* TASK REQUIREMENTS *
Quote the entries below from the line with "Task: indicate each instance of the white wall" through the line with "Task: indicate each instance of the lampshade", both ends included, and only those lines.

* DATA EXTRACTS *
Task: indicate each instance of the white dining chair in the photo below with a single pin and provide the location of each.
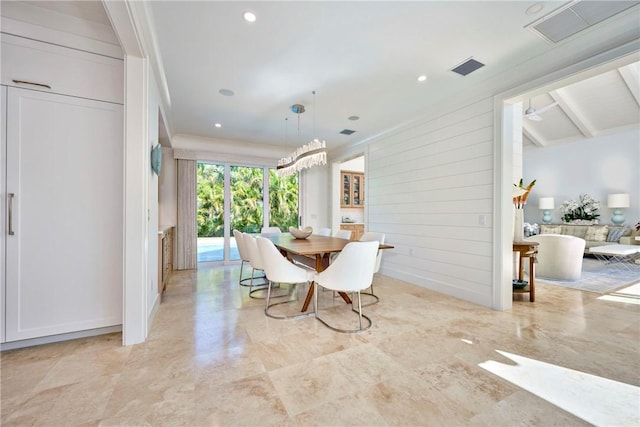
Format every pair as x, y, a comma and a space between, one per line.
244, 257
280, 270
271, 230
369, 236
343, 234
324, 232
255, 259
351, 271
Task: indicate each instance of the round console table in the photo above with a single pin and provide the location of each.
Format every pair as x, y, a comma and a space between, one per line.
526, 250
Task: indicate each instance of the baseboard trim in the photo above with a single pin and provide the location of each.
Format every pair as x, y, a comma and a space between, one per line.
60, 337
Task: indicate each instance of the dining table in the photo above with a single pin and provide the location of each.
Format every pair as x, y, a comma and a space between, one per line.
318, 249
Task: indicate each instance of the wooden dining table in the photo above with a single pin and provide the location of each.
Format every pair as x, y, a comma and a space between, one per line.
314, 247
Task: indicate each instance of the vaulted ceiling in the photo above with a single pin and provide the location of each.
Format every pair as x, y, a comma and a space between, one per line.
603, 104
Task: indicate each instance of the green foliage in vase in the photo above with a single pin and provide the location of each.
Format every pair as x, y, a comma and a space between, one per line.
585, 208
247, 199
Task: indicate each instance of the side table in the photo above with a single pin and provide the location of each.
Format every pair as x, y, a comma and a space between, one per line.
527, 250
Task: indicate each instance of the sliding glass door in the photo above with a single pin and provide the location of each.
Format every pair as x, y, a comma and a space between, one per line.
210, 218
232, 197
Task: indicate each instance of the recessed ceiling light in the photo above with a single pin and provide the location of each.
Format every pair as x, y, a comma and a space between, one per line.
534, 8
249, 16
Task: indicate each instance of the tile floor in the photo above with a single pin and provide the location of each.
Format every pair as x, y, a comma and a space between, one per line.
213, 359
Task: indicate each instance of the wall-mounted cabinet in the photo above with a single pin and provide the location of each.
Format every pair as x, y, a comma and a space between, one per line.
352, 193
62, 127
357, 230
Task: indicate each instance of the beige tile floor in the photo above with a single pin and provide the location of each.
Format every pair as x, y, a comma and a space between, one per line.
213, 359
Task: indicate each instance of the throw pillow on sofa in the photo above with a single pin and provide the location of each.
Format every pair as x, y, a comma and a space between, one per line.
597, 233
615, 234
550, 229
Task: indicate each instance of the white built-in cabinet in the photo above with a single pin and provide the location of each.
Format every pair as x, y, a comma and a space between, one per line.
62, 145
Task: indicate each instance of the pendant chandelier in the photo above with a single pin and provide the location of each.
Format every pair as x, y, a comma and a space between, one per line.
308, 155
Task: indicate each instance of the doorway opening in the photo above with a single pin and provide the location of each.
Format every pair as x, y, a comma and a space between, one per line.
237, 197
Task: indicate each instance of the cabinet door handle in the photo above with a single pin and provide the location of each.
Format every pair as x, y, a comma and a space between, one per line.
10, 216
24, 82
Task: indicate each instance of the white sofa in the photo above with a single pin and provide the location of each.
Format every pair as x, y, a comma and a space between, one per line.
595, 235
559, 256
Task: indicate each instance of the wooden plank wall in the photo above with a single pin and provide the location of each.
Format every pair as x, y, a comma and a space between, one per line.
430, 189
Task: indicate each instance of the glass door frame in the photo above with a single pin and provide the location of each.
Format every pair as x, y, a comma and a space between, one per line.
227, 232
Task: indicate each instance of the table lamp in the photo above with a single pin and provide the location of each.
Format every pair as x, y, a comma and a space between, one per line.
546, 205
617, 201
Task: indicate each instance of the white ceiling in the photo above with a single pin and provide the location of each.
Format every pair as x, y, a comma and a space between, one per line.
362, 59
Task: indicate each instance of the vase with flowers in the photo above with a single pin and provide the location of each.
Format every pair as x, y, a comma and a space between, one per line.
520, 196
581, 211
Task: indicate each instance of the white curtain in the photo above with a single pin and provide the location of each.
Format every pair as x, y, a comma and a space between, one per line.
187, 234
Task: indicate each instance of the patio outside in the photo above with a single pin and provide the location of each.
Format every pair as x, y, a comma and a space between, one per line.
211, 249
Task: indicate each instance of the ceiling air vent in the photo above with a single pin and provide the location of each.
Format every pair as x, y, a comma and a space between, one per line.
576, 16
468, 66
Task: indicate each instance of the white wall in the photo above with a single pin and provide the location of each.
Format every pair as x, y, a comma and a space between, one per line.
314, 192
598, 166
152, 218
428, 185
168, 191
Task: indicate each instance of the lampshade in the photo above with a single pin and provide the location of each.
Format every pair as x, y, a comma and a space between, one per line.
546, 203
618, 201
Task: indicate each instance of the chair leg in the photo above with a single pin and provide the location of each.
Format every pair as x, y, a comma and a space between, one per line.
247, 280
251, 290
360, 309
294, 301
358, 312
371, 294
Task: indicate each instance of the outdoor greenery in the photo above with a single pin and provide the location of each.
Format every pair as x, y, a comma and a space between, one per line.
247, 199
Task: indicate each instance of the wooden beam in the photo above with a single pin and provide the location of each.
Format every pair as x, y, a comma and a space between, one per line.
630, 76
570, 109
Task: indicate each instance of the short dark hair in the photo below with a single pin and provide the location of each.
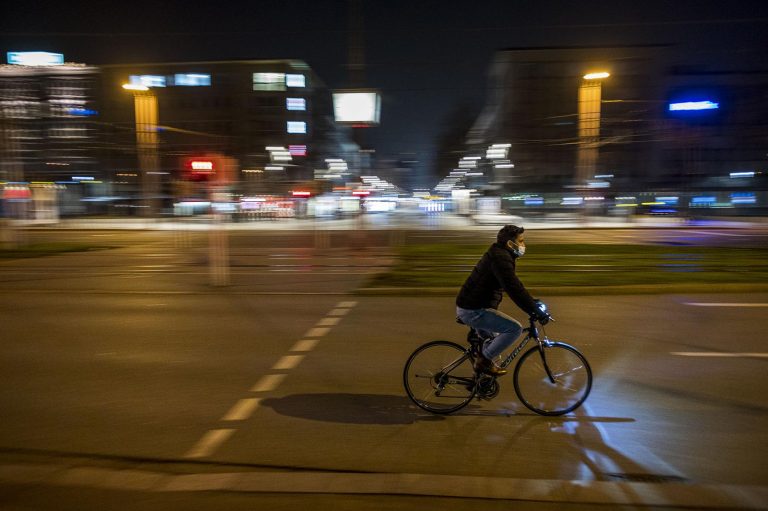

* TASK RESULT *
Task: indicate each instance of the white wall in the photo above with a single pin and provide the location of each.
Format every pair as x, y, a comma and a space between, one per line.
314, 192
598, 166
152, 218
428, 185
168, 191
Task: indicate each instance of the lampshade in the photo above with a single pin and provide the location of each.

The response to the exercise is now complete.